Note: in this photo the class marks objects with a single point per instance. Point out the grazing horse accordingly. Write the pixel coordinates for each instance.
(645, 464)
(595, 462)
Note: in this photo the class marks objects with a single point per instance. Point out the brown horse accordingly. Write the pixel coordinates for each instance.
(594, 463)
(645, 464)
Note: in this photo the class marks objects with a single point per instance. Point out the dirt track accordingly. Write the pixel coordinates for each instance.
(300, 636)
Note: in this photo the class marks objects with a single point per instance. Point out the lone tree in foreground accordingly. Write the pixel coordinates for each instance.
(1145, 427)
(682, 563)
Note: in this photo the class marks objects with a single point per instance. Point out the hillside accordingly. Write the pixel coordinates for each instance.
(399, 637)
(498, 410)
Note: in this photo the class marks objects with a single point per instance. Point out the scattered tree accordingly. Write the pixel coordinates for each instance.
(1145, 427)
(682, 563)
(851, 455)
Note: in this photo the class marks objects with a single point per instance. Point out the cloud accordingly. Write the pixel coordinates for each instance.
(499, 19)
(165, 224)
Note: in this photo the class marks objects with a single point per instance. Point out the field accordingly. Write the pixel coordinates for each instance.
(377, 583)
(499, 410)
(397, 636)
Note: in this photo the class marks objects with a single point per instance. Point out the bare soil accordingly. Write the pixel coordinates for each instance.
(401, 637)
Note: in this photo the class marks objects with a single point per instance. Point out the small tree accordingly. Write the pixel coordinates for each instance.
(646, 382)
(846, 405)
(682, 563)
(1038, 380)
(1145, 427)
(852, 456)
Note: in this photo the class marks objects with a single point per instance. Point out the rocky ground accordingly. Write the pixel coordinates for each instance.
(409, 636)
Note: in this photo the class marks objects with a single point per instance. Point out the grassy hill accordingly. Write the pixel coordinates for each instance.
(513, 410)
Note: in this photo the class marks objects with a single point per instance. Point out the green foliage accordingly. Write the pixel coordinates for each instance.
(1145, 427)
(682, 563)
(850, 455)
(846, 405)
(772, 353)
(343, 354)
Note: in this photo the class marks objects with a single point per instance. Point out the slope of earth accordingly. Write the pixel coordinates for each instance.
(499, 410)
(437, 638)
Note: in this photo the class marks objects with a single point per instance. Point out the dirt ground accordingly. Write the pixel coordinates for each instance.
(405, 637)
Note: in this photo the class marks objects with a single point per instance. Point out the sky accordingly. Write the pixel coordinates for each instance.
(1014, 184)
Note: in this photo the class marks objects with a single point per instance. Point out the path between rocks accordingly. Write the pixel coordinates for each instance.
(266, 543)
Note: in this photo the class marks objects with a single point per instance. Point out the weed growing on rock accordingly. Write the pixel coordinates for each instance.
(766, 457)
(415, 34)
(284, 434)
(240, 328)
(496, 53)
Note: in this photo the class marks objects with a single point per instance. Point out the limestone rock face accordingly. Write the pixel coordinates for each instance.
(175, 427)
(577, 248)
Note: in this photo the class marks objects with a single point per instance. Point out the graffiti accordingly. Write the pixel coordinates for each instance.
==================================================
About this task:
Copy nothing except the lines from the one holding "out the path" through the last line of the data above, and return them exactly.

Solved exercise:
Note: in this photo the class marks objects with a single point per instance. Point out the path between rocks accordingly. Write the pixel coordinates for each instance.
(266, 543)
Note: in this photo the class marks objects with a single point per instance. Point out the weed growing on rock accordingly. Write the pixel coordinates for each instance.
(766, 457)
(415, 34)
(284, 434)
(240, 328)
(496, 53)
Note: in this photo the class marks objects with a single point per instance. Point out the limestone rock face accordingly. Write the pixel coordinates for each instance.
(175, 427)
(577, 248)
Note: in this photo the class marks objects with a single point per instance. Point out the graffiti accordingly. Write the pixel coordinates for each instance.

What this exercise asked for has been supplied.